++++ Material for this exercise
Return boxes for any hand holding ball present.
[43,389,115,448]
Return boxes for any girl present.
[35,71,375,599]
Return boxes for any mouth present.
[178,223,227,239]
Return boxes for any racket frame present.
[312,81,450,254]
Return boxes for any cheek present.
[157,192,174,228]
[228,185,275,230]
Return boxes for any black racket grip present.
++++++++
Exercise aim
With the line containing "Return boxes for any mouth present." as the first and the final line of the records as the last, copy that span exactly and nothing more.

Task answer
Return boxes for any mouth present.
[178,223,227,239]
Return boxes for any racket frame present.
[312,81,450,254]
Return boxes for any cheek present.
[157,192,174,228]
[228,185,275,230]
Return boxes for any black racket grip present.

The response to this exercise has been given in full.